───── Dataset

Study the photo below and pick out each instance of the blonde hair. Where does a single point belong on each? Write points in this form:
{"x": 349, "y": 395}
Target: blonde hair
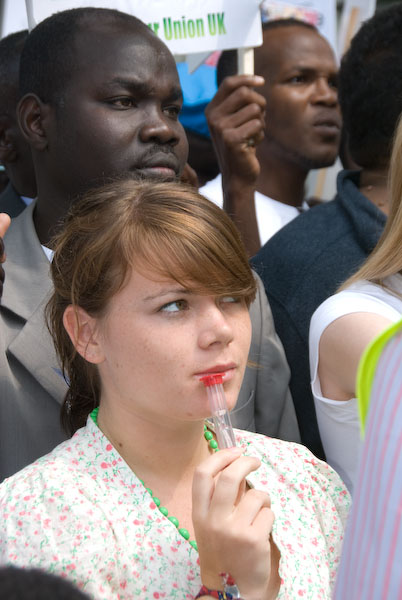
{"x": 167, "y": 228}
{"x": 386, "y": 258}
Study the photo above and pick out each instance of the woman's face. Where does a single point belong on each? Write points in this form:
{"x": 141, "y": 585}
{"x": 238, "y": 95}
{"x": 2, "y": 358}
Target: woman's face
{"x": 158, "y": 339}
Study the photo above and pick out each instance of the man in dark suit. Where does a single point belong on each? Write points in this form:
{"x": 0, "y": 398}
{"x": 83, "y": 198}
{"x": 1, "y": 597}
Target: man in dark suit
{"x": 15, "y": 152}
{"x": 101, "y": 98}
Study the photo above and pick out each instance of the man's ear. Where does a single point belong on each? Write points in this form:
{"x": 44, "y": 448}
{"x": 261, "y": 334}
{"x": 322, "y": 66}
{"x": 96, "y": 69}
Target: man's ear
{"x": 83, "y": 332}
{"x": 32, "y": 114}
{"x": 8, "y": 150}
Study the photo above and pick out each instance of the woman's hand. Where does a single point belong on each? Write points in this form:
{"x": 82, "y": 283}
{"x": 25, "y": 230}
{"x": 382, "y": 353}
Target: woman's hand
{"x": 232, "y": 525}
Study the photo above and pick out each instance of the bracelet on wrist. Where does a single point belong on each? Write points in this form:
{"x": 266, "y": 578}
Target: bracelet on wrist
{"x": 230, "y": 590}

──────────

### Work required
Return every item above verbatim, from the first line to the last, and leave out the picture.

### The reply
Study the photo below and pick out each instance of the blonde hair. Where does a single point belong on each? Write points in this form:
{"x": 349, "y": 395}
Target: blonde hair
{"x": 167, "y": 228}
{"x": 386, "y": 258}
Study the photo above and pick out each instance of the woman's face. Where does a single point belong on each? Write points in this form:
{"x": 141, "y": 585}
{"x": 238, "y": 95}
{"x": 2, "y": 358}
Target: woman's face
{"x": 158, "y": 339}
Study the photo above and pick out each instance of the man in dark suit. Where does a single point belong on each? Write points in this form:
{"x": 0, "y": 398}
{"x": 83, "y": 198}
{"x": 1, "y": 597}
Target: man in dark suit
{"x": 15, "y": 152}
{"x": 101, "y": 98}
Study the photo above and pick out each instance of the man's ear. Where does a single point belong on each? Write points in this form:
{"x": 44, "y": 448}
{"x": 261, "y": 334}
{"x": 322, "y": 66}
{"x": 96, "y": 69}
Target: man's ear
{"x": 83, "y": 332}
{"x": 32, "y": 114}
{"x": 8, "y": 150}
Study the photo above and pick out each instance of the woman's hand. Where does a single point belong on each? Write points in this form:
{"x": 82, "y": 283}
{"x": 25, "y": 230}
{"x": 382, "y": 353}
Target: woman's hand
{"x": 232, "y": 525}
Study the photo above and pick out each instance of the bracelet on wrist. Where does a single point belong on each? Write points in this form:
{"x": 266, "y": 578}
Target: bracelet on wrist
{"x": 230, "y": 590}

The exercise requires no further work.